## Begin Input records

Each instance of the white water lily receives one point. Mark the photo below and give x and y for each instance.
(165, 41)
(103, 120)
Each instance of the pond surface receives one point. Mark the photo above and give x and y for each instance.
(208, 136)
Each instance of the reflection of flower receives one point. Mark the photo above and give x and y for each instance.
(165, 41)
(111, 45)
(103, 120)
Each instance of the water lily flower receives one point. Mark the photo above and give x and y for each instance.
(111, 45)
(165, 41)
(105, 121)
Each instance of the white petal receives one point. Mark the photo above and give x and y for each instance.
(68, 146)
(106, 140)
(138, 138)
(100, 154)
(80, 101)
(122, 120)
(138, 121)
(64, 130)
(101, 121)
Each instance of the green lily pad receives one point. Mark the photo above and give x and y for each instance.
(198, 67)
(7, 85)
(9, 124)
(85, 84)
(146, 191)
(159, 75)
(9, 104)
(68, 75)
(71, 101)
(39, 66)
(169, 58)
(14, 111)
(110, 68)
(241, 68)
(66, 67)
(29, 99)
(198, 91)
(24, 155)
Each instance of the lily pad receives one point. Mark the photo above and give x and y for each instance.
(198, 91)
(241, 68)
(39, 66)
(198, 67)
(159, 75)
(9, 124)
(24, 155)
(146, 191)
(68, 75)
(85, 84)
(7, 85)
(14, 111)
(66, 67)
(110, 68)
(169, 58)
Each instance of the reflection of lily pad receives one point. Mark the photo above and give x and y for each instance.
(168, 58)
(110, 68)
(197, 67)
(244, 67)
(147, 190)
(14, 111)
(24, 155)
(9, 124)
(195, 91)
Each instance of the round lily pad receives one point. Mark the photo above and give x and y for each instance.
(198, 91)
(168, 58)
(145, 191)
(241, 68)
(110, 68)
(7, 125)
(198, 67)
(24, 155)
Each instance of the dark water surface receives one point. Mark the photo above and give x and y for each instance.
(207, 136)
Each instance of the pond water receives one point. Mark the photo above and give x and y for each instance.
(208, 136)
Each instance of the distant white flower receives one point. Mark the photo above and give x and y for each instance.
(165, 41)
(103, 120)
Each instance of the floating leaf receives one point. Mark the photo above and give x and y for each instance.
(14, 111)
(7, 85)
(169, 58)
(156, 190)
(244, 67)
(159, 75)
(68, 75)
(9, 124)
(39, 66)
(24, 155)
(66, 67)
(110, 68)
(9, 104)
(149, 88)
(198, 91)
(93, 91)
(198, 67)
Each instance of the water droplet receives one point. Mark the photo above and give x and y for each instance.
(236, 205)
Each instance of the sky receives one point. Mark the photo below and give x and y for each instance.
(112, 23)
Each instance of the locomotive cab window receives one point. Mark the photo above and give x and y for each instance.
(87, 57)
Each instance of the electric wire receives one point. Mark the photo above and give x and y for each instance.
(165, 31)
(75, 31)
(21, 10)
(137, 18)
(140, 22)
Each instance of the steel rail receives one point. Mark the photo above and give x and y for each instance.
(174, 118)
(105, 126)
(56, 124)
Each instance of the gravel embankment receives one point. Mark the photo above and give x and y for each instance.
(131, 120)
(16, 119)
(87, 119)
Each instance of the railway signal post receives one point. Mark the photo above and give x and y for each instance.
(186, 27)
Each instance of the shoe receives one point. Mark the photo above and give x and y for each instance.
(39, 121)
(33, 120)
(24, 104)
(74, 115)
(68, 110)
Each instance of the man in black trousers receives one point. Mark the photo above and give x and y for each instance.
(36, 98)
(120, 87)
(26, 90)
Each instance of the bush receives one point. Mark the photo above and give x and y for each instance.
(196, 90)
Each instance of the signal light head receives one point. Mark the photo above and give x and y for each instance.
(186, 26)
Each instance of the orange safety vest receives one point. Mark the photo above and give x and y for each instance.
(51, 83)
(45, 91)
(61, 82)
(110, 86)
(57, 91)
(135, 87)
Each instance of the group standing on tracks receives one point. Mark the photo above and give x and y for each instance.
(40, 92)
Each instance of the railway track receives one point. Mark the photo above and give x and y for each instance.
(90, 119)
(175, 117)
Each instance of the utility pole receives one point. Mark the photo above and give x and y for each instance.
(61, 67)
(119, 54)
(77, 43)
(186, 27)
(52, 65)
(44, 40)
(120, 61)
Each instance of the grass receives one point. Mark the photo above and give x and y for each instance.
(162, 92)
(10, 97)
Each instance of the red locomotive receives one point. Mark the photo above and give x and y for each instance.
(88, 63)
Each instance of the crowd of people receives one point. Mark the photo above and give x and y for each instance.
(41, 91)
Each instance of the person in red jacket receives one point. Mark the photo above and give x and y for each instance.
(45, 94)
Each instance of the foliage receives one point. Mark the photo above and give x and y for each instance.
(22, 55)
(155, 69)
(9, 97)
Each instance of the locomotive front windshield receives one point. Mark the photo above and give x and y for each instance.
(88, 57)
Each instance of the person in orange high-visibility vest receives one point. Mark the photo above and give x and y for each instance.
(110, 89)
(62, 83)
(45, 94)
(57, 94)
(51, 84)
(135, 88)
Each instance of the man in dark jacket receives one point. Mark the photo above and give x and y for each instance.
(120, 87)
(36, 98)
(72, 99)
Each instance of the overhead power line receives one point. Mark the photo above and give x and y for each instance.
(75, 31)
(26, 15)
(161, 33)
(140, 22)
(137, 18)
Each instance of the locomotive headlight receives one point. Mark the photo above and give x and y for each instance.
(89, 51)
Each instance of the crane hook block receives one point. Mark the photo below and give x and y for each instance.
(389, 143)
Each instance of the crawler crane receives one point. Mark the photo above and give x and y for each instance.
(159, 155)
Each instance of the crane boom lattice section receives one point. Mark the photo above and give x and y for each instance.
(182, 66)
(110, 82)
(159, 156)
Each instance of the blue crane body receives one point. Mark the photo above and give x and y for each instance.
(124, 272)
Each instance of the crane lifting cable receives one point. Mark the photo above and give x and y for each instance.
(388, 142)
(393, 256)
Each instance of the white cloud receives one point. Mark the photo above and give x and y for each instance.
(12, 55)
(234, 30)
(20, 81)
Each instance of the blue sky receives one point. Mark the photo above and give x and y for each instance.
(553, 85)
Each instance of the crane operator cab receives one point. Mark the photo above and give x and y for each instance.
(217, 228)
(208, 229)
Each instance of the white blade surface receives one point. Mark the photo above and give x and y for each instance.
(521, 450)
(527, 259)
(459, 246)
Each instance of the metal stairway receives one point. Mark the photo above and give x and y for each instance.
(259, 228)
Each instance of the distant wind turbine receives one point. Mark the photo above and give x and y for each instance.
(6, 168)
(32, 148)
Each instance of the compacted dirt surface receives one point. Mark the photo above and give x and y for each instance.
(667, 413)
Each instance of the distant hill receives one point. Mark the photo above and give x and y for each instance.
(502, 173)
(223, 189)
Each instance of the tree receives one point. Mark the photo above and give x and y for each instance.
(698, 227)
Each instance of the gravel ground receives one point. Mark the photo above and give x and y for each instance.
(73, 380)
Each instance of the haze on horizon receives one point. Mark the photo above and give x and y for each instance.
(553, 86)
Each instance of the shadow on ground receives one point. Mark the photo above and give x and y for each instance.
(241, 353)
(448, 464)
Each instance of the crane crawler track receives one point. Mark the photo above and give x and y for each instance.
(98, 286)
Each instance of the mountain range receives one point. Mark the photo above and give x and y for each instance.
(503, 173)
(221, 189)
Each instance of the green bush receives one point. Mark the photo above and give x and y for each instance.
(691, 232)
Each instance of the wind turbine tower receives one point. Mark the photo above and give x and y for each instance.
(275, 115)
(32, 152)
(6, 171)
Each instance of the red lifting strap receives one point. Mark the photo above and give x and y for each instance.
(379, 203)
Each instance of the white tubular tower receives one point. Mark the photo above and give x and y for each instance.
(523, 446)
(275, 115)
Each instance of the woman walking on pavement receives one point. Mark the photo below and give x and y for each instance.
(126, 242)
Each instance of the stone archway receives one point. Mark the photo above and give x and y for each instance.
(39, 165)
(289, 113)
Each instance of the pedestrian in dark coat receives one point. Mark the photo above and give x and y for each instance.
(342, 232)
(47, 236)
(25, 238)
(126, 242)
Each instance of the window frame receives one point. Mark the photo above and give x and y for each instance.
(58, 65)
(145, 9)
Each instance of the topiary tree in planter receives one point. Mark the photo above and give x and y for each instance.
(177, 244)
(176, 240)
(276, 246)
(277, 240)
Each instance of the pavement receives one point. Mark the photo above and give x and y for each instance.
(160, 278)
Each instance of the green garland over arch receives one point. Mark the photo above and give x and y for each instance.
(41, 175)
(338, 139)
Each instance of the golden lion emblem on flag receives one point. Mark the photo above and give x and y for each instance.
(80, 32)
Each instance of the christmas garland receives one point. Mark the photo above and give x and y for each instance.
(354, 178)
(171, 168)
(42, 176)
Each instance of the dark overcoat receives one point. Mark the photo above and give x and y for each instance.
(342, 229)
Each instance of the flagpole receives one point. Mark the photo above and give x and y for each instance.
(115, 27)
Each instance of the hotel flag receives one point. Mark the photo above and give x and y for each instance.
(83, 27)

## End Input records

▸ Task:
Copy the records above verbatim, starting at the line that contains "Each instance of the window" and ending with the last line of the records. Include both of those lines and nothing else.

▸ Finished exercise:
Each instance of the window frame receives one point. Mark the photo above and give x and y for each instance.
(58, 65)
(145, 9)
Each instance of the topiary tree in planter receives one point. Mark the photo above and give x and y for each instance.
(177, 244)
(176, 240)
(276, 246)
(277, 240)
Each instance of the pavement receives one point. Mark the photo above and give x and y for each instance.
(160, 278)
Each instance of the green garland over arch receives one point. Mark the photo above and give x and y for each instance.
(41, 175)
(338, 139)
Each instance of the golden lion emblem on flag receives one point. Mark the photo above and give x and y for each instance.
(80, 32)
Each instance of the christmas garland receives one point. Mark the photo above and give x and y for each instance.
(354, 178)
(171, 168)
(42, 176)
Each instance of the dark overcoat receives one point. Mark the photo above and give x and y for each instance.
(342, 229)
Each instance of the flagpole receives one point. Mark the photo above and give x and y for each instance.
(115, 27)
Each instance of the hotel flag receives one point. Mark the photo above and give x and y for each instance.
(83, 27)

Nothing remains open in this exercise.